**** Stored data
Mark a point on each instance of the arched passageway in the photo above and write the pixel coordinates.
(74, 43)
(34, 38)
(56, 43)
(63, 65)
********
Aim. Rewrite the entries above with "passageway" changed to "corridor" and everything else left as it is.

Exercise response.
Mark a point on each instance of the arched corridor in the photo above and write the pixel coordinates.
(74, 43)
(34, 38)
(56, 43)
(63, 65)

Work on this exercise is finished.